━━━━━ Texte extrait ━━━━━
2°) ALORS QUE la prise de possession, sans titre, d'une propriété privée porte une atteinte grave aux droits des propriétaires et est manifestement insusceptible de se rattacher à un pouvoir appartenant à l'administration ; que les époux X... faisaient valoir que l'installation de la canalisation litigieuse sur leur parcelle n'avait pas été précédée de la mise en oeuvre d'une procédure visant à l'établissement d'une servitude, ni de l'autorisation des anciens propriétaires ; qu'en refusant néanmoins d'ordonner le déplacement de cette canalisation installée sans titre, sans rechercher si une procédure de régularisation appropriée avait été engagée, la cour d'appel a violé les articles 544 et 545 du code civil ;
3°) ALORS SUBSIDIAIREMENT QUE, selon l'article 34 du décret du 26 octobre 1849, modifié par le décret n° 60-728 du 25 juillet 1960, lorsqu'une juridiction de l'ordre judiciaire ou de l'ordre administratif a, par une décision qui n'est plus susceptible de recours, décliné la compétence de l'ordre de juridiction auquel elle appartient au motif que le litige ne ressortit pas à cet ordre, toute juridiction de l'autre ordre, saisie du même litige, si elle estime que ledit litige ressortit à l'ordre de juridiction primitivement saisi, doit renvoyer au Tribunal des conflits le soin de décider sur la question de compétence ainsi soulevée et surseoir à toute procédure jusqu'à la décision de ce tribunal ; que la cour d'appel a constaté que le tribunal administratif de Nîmes s'est, par un jugement du 26 juin 2007, définitivement prononcé sur la demande de déplacement de canalisation formée par les époux X... à l'encontre de la commune de Vigan, en retenant que le juge judiciaire était seul compétent pour se prononcer sur l'ensemble des conséquences induites par une emprise irrégulière ; que, dès lors que la cour d'appel estimait que la demande de déplacement de canalisation ne relevait pas de la compétence du juge judiciaire, elle était tenu de renvoyer au Tribunal des conflits le soin de se prononcer sur la question de compétence ainsi soulevée et de surseoir à statuer ; qu'en rejetant la demande de déplacement de canalisation, la cour d'appel a violé l'article 34 du décret du 26 octobre 1849.Moyen produit au pourvoi incident par Me Haas, avocat aux Conseils pour la commune du Vigan.
━━━━━ Lignes du jeu ━━━━━
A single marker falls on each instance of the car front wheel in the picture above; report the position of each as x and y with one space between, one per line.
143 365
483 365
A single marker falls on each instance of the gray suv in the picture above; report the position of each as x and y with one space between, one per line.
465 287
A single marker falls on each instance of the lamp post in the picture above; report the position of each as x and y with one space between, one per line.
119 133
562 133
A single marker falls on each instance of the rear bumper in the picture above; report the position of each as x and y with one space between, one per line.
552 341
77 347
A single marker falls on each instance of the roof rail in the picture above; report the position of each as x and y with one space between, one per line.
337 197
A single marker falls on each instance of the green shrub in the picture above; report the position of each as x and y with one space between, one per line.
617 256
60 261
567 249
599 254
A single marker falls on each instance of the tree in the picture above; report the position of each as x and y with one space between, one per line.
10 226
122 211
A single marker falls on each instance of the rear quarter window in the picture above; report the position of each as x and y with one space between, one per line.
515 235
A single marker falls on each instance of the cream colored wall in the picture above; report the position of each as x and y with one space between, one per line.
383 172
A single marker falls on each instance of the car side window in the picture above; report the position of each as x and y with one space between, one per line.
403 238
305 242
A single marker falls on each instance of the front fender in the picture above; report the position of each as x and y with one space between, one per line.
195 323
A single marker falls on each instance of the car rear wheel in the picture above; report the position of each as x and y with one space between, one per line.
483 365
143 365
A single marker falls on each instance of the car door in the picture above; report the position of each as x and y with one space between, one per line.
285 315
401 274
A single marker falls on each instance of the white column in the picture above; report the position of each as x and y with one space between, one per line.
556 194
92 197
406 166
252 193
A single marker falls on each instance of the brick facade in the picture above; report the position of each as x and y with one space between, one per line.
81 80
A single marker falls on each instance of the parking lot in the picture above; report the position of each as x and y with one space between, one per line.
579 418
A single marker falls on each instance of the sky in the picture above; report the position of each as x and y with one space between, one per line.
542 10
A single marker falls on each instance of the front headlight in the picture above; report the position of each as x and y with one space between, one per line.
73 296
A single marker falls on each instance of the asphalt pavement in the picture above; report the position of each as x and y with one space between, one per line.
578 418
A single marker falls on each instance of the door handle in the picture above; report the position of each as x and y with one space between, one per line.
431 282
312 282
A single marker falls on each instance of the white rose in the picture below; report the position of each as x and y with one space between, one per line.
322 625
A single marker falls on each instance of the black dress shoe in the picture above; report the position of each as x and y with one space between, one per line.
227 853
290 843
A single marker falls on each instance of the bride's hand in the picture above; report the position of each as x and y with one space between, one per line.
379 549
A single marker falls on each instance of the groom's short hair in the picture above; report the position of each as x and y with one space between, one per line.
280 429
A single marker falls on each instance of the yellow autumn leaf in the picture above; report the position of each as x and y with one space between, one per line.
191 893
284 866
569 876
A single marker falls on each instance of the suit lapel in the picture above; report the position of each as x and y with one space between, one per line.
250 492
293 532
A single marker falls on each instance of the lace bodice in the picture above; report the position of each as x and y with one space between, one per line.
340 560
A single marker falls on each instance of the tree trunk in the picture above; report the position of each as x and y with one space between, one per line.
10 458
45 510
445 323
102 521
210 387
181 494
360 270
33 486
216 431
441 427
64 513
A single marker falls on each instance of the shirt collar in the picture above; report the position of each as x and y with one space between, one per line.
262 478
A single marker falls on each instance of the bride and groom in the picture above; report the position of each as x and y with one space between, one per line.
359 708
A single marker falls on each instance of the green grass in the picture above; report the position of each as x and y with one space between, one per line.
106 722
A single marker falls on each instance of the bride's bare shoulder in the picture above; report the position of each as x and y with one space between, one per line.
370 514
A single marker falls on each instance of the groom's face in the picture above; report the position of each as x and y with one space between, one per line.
━━━━━
Relevez toutes les dispositions législatives et réglementaires citées dans le texte extrait sur le déplacement de la canalisation. Donnez pour chacune l'article, le numéro et la date tels que le texte les indique.

- Article 544 du code civil
- Article 545 du code civil
- Article 34 du décret du 26 octobre 1849
- Décret n° 60-728 du 25 juillet 1960